**Problem statement:**
List every line in the entries below that contains the word "stem".

**** Material

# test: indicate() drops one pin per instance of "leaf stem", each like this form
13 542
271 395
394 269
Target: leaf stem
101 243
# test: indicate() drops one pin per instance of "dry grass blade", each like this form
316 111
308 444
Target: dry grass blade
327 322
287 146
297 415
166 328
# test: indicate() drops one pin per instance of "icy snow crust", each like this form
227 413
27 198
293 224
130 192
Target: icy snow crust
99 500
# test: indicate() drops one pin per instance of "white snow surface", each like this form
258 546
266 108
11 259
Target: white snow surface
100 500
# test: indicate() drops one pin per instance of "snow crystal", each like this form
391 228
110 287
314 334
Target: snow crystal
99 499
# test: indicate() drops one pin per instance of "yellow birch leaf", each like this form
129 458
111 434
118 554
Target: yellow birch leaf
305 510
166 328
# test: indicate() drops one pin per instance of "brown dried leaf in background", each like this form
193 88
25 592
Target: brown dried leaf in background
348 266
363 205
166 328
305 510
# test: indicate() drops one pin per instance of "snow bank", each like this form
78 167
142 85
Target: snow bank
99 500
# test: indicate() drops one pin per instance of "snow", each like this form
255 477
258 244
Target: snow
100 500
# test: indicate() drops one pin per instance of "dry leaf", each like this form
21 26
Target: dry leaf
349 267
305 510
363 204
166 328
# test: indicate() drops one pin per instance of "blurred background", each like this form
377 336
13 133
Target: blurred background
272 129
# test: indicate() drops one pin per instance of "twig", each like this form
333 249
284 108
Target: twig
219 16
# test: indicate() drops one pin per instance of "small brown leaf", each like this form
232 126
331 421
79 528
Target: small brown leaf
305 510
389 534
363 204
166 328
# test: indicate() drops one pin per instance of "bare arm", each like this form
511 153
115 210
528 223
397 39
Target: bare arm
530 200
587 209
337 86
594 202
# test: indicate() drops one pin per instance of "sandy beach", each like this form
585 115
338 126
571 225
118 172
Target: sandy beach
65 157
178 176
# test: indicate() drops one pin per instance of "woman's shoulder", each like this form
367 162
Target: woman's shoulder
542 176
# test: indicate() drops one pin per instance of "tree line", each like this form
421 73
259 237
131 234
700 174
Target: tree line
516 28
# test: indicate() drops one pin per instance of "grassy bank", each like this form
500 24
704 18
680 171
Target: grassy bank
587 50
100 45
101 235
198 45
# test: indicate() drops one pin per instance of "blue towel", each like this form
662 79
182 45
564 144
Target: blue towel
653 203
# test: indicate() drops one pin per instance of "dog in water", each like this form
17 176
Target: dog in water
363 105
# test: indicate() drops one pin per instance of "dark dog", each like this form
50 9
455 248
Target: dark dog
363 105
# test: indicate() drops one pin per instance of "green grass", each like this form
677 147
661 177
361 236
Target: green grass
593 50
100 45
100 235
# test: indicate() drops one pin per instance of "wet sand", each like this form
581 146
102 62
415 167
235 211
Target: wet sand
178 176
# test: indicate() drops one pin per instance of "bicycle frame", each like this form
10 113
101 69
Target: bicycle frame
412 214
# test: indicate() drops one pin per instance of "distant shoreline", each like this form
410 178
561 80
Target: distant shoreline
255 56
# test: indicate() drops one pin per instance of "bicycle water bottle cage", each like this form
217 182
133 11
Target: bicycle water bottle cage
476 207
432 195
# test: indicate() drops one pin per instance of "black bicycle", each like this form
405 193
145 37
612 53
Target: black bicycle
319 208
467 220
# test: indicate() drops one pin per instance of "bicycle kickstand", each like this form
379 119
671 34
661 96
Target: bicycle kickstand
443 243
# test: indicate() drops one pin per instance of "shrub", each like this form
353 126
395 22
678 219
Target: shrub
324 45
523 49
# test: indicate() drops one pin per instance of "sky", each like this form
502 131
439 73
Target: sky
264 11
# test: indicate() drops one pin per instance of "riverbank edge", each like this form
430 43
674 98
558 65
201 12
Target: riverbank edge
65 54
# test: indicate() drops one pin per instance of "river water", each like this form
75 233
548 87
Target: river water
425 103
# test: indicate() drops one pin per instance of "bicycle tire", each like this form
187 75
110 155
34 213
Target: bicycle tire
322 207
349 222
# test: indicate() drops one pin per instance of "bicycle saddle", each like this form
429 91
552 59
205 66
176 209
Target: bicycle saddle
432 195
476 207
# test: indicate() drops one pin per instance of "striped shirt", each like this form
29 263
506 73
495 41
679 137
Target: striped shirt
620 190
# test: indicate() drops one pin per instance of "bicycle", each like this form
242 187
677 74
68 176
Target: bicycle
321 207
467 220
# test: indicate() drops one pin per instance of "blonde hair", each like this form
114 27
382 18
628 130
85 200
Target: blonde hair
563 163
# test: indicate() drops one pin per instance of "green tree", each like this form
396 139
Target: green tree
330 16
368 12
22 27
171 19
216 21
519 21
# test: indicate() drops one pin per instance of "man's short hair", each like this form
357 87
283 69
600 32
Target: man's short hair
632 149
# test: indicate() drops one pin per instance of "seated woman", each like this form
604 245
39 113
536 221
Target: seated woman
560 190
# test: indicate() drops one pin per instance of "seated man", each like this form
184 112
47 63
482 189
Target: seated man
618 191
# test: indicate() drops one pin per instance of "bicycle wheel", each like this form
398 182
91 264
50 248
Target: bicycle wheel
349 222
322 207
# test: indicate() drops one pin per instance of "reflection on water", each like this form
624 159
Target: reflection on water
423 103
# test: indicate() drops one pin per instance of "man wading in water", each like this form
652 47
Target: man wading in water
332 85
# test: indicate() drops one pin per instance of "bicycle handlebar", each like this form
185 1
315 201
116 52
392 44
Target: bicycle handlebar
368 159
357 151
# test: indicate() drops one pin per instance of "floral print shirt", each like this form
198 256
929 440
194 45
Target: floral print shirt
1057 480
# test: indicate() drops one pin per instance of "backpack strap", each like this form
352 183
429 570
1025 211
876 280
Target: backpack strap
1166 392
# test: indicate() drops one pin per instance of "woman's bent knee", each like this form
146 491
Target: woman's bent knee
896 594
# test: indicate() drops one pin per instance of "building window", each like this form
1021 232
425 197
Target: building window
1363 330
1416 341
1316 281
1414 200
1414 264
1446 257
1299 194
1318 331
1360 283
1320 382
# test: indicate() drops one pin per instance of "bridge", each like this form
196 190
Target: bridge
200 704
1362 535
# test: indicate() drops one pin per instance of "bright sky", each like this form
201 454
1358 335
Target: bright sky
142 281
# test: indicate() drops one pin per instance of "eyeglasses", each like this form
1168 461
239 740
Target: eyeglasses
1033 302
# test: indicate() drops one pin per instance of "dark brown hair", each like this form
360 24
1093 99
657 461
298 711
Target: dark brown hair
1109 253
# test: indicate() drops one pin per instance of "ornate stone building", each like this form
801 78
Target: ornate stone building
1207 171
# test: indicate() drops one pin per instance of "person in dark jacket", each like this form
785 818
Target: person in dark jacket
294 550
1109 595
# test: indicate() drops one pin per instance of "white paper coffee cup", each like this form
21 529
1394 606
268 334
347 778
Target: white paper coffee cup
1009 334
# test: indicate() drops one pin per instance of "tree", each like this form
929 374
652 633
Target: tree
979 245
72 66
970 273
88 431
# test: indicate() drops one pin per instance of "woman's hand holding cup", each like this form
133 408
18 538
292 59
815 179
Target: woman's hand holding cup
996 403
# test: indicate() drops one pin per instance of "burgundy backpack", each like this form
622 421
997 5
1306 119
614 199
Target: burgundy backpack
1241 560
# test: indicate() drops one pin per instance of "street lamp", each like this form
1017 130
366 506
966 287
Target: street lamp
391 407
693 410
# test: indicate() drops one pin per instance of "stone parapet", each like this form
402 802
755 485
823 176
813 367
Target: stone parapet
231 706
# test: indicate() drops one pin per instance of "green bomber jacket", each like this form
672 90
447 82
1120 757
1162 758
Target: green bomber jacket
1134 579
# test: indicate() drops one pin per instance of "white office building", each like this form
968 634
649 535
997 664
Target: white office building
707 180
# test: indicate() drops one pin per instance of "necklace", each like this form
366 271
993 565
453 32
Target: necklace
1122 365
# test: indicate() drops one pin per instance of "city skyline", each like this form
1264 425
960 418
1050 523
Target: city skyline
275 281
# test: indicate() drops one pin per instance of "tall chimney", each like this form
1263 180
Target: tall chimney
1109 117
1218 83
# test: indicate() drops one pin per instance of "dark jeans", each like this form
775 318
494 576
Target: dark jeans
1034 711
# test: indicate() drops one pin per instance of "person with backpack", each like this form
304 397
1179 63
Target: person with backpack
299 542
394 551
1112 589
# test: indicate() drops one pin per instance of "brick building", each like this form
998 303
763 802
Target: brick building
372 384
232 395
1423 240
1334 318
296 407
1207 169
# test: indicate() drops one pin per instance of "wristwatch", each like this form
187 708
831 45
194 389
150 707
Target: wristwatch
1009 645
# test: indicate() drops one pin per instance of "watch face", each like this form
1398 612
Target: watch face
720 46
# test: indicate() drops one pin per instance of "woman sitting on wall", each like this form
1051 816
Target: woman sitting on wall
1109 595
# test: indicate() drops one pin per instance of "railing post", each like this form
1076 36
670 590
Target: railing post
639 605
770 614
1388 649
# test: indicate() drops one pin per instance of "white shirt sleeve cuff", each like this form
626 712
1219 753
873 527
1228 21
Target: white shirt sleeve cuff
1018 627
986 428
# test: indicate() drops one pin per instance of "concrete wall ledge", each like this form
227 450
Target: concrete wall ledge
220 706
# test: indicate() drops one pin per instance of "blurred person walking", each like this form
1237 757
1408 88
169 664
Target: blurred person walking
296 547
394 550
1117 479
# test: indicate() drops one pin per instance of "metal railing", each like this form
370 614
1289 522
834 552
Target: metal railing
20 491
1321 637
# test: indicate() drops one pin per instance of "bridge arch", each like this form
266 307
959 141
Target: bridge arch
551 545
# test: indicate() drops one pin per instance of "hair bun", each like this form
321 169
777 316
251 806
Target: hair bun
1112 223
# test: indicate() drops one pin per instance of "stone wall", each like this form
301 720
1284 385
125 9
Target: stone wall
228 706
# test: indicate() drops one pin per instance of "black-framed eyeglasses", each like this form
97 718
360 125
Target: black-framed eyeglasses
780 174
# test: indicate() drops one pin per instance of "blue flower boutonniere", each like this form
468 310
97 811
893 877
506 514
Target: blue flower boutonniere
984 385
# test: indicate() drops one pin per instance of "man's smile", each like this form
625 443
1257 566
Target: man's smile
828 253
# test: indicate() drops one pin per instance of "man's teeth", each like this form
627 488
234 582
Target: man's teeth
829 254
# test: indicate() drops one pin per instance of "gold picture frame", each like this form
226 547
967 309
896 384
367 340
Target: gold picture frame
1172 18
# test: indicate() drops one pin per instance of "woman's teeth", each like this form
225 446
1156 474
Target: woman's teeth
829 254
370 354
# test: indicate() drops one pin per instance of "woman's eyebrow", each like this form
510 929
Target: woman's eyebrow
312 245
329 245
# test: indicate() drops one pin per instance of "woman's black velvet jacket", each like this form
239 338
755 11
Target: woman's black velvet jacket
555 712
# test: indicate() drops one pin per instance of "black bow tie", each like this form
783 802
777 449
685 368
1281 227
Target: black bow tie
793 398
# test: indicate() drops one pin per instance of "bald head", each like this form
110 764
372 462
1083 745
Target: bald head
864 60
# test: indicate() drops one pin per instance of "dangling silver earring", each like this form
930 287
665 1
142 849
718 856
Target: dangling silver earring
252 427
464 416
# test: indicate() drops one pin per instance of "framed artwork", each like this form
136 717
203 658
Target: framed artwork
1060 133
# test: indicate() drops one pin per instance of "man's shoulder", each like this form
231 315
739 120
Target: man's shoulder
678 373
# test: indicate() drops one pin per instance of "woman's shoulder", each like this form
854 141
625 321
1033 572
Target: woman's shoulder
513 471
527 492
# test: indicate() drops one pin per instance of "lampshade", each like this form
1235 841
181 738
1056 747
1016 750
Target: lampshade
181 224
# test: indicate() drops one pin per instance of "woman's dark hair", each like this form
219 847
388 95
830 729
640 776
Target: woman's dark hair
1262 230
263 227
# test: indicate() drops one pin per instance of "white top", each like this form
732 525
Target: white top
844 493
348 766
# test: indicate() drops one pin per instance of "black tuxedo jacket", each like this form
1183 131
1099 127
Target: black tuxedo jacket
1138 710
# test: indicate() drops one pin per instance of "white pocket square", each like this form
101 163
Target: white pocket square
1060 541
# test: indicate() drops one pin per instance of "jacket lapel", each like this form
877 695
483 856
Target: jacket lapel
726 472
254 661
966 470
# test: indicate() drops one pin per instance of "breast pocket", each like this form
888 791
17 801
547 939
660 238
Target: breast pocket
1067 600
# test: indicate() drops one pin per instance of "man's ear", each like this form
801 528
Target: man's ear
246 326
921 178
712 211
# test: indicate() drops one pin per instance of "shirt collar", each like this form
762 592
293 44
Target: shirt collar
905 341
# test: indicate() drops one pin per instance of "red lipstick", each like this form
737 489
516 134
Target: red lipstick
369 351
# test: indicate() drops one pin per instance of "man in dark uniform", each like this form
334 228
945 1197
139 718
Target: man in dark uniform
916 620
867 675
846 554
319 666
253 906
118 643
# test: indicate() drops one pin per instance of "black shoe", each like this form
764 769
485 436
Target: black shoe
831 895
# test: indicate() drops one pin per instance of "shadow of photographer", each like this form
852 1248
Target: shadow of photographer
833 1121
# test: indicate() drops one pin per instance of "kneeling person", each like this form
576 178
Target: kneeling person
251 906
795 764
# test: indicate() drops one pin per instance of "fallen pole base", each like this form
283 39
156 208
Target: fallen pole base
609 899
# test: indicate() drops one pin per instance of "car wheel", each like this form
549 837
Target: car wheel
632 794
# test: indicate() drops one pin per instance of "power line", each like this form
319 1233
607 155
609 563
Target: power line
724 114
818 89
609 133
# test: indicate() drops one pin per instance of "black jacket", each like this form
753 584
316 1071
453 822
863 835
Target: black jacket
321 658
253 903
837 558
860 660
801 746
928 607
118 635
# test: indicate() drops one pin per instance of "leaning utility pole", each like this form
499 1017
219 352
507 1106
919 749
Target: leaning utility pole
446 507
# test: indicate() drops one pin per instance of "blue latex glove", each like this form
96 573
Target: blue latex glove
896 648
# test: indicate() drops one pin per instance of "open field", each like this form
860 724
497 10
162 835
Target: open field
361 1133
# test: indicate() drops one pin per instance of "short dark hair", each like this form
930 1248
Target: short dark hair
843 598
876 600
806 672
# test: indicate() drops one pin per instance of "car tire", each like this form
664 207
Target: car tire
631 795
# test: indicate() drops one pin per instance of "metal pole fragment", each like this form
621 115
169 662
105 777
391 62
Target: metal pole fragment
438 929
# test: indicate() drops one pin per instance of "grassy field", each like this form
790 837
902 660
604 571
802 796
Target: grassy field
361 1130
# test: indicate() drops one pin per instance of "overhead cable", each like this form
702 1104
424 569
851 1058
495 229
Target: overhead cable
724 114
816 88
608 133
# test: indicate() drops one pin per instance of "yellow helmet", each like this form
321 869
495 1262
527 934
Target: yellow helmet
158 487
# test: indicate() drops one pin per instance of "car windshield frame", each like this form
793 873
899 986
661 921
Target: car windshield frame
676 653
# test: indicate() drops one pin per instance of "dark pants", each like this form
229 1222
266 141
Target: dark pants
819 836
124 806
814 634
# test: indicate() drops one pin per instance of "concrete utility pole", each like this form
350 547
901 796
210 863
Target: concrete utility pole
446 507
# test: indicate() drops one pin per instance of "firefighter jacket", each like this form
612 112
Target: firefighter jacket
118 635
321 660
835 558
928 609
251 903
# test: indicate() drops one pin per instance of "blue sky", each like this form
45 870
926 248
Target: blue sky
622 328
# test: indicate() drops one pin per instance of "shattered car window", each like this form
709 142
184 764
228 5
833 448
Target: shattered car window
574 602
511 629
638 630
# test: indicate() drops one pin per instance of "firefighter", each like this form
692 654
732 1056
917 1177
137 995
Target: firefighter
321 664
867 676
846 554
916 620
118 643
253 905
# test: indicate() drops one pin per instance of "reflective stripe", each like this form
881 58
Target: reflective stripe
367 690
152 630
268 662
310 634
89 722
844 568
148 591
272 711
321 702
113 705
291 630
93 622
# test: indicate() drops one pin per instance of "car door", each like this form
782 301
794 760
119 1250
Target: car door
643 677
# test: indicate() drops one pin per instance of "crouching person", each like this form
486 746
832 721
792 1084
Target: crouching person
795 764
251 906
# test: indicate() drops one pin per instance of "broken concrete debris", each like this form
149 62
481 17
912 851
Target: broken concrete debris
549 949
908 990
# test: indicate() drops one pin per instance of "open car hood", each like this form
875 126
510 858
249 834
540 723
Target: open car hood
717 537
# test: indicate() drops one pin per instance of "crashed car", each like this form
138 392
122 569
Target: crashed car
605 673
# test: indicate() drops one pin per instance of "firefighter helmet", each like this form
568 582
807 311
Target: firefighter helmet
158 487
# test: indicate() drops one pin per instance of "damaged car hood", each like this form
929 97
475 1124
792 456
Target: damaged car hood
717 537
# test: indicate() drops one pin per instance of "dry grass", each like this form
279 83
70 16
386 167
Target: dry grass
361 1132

********

**Worked answer:**
# test: indicate() drops one pin per instance of "leaf stem", each like this form
Target: leaf stem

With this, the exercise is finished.